* **WORK INSTRUCTIONS**: Gather every line in the listing below that contains the word "pipe", and copy each of those lines in full.

* **EXERCISE INPUTS**:
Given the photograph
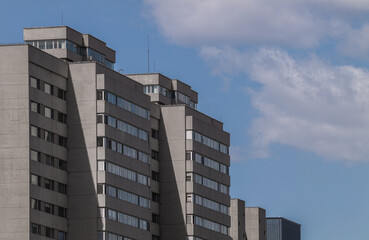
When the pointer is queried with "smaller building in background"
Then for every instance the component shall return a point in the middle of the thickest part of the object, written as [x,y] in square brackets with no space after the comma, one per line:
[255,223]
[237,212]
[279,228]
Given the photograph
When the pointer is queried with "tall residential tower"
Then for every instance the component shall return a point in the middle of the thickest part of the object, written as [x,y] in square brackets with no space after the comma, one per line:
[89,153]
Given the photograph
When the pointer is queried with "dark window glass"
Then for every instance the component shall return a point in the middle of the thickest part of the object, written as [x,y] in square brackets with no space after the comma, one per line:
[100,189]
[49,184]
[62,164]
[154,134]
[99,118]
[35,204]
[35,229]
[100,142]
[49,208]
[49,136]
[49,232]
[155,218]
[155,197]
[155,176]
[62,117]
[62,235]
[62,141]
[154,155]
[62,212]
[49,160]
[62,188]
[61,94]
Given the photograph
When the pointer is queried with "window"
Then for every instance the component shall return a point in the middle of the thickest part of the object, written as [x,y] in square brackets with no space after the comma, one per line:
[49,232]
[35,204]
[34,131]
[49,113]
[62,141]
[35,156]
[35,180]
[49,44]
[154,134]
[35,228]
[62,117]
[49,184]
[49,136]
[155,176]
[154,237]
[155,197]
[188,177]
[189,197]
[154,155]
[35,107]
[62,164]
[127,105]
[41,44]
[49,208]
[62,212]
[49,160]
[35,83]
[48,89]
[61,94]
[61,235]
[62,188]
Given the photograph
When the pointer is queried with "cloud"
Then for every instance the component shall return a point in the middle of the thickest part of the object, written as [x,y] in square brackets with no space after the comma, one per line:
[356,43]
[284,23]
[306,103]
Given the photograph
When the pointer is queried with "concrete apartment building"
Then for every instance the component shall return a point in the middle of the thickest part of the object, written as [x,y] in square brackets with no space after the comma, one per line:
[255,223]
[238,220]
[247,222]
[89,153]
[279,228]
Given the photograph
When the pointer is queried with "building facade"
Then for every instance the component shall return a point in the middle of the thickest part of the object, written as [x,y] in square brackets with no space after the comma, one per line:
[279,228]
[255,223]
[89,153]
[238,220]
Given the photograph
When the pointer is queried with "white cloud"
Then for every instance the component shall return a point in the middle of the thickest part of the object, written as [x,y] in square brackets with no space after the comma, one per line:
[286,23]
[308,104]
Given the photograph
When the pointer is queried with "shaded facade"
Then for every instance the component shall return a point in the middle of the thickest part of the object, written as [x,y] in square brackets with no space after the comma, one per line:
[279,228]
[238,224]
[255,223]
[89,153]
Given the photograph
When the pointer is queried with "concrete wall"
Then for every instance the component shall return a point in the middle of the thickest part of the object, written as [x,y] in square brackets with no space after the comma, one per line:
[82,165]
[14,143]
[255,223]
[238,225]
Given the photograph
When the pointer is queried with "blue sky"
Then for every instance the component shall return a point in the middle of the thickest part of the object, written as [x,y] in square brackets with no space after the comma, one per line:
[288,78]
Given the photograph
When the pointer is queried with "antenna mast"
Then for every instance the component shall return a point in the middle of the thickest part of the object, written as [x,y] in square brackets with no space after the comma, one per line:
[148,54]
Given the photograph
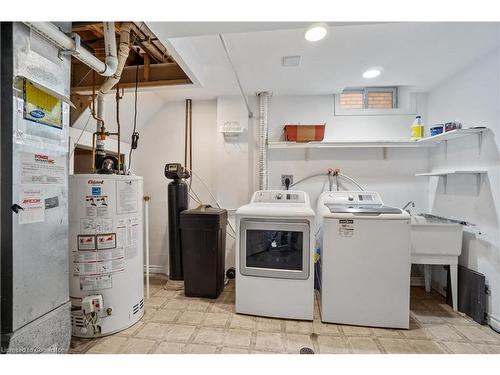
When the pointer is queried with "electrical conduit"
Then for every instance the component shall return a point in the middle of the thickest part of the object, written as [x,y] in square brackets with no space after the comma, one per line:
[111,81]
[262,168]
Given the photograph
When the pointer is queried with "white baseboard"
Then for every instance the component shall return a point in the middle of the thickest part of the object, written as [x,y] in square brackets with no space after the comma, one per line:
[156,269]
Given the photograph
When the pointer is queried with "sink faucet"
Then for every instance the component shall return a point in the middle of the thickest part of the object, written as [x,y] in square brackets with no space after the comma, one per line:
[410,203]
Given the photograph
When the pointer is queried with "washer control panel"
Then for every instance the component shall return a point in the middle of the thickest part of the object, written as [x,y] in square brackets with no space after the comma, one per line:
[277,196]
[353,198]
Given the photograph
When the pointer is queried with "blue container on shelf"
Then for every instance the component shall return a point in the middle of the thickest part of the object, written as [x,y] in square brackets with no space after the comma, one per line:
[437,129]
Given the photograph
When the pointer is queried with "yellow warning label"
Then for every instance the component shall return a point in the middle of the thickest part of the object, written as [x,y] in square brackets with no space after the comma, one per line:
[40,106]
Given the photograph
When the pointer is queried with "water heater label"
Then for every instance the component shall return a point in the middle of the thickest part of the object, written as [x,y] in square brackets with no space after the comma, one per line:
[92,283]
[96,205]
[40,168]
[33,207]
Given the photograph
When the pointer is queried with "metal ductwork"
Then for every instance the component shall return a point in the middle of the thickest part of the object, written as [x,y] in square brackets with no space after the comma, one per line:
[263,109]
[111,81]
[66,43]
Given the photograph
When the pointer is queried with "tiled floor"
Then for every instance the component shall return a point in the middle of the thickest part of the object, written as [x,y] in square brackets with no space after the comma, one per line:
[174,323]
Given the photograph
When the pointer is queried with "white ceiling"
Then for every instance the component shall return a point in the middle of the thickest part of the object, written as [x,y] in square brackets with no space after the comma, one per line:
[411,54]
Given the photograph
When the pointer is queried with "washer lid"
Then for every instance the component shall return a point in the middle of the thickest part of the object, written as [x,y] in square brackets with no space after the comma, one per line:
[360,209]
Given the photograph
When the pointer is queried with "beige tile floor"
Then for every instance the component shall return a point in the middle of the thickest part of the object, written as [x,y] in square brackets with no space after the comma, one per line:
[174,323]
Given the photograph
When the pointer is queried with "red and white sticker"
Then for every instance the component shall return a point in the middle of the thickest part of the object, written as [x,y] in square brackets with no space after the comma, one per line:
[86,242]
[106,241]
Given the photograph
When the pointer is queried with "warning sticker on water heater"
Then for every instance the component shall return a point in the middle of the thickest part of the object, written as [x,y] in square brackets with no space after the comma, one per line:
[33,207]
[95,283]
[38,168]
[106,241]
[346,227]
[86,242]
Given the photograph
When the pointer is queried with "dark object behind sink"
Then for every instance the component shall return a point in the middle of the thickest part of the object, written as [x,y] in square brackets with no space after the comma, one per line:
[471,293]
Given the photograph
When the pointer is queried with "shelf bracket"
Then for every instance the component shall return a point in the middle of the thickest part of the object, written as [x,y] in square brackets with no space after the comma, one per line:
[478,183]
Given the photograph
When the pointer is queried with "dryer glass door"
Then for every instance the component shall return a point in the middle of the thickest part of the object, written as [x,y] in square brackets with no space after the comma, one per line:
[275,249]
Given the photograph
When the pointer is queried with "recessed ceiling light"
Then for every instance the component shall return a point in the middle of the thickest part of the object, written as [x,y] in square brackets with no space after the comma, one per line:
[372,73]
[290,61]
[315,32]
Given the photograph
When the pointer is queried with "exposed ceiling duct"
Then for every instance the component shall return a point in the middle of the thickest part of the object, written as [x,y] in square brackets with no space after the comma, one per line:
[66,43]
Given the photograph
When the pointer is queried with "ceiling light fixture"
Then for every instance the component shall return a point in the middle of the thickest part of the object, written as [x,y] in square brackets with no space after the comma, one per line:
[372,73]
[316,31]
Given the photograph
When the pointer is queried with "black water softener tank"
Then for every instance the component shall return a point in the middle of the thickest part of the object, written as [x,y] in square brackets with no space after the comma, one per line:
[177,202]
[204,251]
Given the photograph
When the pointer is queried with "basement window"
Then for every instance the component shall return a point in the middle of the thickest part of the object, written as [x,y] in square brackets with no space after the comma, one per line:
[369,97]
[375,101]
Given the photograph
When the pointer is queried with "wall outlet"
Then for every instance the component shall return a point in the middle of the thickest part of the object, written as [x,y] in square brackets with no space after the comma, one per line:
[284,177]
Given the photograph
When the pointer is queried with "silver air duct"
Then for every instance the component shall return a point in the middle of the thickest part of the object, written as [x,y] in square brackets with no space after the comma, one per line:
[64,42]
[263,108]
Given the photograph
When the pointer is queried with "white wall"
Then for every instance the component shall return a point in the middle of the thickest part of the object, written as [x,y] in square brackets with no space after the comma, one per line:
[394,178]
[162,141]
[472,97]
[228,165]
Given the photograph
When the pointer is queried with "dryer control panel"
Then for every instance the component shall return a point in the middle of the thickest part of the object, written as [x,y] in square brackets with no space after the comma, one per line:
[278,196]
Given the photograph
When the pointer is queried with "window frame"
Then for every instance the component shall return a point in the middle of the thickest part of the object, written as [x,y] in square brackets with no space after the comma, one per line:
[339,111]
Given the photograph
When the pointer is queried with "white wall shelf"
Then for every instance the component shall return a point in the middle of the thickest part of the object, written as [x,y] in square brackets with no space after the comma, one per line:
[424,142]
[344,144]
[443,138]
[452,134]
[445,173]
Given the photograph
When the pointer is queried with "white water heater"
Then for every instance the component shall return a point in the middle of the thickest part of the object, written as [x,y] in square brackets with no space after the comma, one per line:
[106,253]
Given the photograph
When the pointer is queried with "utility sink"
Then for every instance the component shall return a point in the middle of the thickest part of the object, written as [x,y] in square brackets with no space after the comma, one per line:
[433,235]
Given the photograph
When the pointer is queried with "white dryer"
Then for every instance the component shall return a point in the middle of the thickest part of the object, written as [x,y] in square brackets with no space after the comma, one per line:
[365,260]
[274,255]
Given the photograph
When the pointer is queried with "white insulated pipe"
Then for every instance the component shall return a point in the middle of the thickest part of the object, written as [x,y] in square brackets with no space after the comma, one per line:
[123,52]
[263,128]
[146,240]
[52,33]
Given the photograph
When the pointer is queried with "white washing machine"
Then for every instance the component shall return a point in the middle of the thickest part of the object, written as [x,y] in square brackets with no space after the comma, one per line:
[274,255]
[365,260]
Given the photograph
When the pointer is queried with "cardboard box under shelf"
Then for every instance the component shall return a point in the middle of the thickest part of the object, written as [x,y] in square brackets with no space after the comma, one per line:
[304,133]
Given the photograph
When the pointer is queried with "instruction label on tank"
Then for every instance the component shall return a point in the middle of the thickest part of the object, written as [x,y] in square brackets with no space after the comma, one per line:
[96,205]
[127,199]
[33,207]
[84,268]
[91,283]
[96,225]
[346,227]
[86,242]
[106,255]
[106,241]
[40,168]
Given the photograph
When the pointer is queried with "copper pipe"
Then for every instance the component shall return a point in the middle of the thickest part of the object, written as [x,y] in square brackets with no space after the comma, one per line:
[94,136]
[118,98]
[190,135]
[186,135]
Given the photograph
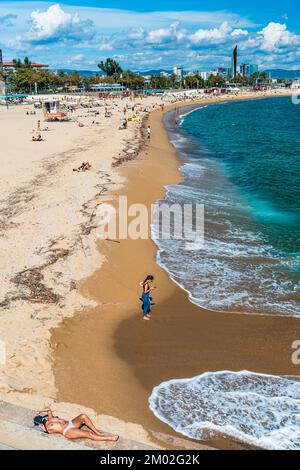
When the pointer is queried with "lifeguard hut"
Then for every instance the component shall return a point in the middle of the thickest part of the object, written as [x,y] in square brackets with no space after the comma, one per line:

* **TASK OUTPUT**:
When the pointer is queried with "white insulated pipe"
When the pointer is queried with "copper pipe"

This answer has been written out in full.